* Task details *
Pick out every line in the records below that contains the word "front", copying each one in full. Match case exactly.

Point labeling dataset excerpts:
>> START

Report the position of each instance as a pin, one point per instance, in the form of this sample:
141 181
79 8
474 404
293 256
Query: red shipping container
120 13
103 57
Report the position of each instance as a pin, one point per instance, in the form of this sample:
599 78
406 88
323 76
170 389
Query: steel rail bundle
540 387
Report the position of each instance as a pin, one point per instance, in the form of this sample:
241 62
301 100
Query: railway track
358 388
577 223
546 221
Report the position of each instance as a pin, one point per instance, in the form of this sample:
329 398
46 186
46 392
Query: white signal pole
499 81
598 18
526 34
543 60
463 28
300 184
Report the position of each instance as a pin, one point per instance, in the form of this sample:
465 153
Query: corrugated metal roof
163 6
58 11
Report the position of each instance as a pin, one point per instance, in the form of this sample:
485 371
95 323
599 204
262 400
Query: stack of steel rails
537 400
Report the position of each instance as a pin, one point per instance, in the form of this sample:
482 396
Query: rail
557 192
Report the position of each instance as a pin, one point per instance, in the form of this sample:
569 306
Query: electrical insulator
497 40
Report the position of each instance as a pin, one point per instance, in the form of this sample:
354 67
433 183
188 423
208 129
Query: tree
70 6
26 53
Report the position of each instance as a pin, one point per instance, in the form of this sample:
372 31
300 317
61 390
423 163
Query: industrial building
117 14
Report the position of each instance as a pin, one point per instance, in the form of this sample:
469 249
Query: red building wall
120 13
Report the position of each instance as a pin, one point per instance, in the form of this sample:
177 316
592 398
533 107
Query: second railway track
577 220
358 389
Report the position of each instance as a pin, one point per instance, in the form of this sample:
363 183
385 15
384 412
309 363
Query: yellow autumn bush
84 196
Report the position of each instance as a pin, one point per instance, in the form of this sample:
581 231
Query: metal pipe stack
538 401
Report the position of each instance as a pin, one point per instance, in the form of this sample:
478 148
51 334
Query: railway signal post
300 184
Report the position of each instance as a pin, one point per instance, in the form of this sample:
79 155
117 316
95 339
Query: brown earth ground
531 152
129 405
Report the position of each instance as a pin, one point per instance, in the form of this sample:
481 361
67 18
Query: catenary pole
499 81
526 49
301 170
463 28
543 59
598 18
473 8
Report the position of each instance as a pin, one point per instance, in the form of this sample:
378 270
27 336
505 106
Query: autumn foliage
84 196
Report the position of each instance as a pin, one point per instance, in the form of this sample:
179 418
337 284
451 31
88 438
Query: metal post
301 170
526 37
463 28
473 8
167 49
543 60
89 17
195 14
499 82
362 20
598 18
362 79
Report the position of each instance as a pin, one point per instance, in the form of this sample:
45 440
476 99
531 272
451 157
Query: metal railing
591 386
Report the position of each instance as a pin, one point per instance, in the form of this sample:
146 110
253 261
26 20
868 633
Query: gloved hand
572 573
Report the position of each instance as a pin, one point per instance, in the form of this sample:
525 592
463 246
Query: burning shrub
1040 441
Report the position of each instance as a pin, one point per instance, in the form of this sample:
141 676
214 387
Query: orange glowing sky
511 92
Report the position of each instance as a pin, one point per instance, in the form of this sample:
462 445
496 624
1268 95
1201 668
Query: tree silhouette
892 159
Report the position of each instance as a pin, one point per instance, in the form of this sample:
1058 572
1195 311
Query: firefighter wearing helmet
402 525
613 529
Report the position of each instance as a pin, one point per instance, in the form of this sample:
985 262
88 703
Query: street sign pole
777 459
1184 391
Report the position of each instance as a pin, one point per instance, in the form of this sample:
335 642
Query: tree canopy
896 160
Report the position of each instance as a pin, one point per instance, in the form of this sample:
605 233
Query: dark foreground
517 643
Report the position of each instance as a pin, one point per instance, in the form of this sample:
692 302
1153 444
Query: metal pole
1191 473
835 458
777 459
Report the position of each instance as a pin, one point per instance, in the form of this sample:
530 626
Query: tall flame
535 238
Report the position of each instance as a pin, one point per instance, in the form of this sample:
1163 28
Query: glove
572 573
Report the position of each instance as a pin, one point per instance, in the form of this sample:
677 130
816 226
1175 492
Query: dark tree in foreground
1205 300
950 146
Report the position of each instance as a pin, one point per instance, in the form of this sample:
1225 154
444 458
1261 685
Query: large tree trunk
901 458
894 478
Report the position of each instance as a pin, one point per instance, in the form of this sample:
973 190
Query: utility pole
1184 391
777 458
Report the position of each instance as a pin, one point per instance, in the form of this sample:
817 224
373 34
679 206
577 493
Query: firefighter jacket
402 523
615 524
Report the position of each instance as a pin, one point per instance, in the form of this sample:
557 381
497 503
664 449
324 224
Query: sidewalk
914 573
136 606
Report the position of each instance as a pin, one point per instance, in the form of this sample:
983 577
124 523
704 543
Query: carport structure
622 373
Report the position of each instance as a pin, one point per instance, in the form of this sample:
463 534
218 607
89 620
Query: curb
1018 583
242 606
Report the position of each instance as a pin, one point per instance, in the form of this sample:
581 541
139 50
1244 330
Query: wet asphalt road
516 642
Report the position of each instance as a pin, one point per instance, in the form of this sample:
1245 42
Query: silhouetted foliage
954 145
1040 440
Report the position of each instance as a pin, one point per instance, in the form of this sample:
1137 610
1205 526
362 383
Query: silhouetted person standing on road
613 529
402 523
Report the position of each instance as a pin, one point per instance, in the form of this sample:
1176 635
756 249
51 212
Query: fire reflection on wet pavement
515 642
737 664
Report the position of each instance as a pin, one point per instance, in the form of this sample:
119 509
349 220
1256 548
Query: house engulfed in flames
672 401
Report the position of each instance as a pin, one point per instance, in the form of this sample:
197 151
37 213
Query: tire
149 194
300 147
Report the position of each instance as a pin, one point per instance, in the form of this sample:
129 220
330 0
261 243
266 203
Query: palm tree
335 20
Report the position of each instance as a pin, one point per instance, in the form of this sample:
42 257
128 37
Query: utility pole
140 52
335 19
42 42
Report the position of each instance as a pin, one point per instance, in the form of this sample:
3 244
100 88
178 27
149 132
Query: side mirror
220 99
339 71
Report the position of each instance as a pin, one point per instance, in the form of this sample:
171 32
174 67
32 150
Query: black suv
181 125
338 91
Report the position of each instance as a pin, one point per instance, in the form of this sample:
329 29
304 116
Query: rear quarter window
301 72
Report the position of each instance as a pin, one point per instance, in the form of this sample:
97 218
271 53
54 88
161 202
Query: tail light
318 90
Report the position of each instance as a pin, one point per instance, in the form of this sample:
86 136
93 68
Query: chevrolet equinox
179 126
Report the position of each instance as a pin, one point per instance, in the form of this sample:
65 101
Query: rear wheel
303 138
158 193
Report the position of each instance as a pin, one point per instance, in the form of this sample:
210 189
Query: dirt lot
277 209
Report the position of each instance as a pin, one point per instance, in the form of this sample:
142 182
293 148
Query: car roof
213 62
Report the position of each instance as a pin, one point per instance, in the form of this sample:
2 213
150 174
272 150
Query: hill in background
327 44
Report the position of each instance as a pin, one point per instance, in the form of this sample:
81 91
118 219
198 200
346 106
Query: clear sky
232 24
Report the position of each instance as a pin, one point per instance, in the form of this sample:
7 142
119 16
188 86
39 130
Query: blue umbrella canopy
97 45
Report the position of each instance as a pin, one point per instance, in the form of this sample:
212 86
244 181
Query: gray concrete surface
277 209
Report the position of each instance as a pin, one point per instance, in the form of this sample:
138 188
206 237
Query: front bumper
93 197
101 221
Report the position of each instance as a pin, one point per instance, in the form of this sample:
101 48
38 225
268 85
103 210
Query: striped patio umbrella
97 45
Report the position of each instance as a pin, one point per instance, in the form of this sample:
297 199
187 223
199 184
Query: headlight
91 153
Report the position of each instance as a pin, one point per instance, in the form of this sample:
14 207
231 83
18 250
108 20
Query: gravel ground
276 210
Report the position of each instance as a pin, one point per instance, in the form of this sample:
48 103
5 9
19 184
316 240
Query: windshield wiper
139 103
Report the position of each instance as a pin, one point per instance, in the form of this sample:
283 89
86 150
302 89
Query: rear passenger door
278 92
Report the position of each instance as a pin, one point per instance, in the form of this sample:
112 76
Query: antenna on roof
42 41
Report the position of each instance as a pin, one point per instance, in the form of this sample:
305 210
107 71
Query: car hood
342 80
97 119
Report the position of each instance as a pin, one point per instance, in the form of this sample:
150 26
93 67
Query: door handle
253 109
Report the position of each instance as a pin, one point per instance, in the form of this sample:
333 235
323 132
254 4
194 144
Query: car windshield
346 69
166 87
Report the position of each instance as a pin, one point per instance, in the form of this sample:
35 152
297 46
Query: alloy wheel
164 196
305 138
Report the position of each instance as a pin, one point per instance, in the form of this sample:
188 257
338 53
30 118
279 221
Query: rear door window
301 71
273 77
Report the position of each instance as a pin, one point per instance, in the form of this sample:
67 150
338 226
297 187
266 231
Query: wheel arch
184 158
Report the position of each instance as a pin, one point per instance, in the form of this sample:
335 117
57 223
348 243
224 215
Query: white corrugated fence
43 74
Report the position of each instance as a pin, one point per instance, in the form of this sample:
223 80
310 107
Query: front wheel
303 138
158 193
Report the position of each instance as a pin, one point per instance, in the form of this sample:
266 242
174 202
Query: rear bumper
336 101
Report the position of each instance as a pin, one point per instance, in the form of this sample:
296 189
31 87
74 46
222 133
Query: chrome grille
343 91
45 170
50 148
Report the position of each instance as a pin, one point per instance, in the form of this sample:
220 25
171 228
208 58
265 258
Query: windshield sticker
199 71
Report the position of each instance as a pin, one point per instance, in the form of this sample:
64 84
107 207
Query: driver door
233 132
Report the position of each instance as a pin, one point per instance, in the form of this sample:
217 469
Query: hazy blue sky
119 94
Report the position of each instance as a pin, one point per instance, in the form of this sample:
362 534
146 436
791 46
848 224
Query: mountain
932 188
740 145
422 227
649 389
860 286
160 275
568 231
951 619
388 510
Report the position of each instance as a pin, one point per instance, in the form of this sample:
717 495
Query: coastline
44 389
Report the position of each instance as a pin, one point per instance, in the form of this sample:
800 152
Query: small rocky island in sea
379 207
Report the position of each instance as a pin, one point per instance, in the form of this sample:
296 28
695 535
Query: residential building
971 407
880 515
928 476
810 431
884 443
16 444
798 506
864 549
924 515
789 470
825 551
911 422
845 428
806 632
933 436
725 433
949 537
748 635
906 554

>> END

* Written solution *
Query: front bumper
Query: front wheel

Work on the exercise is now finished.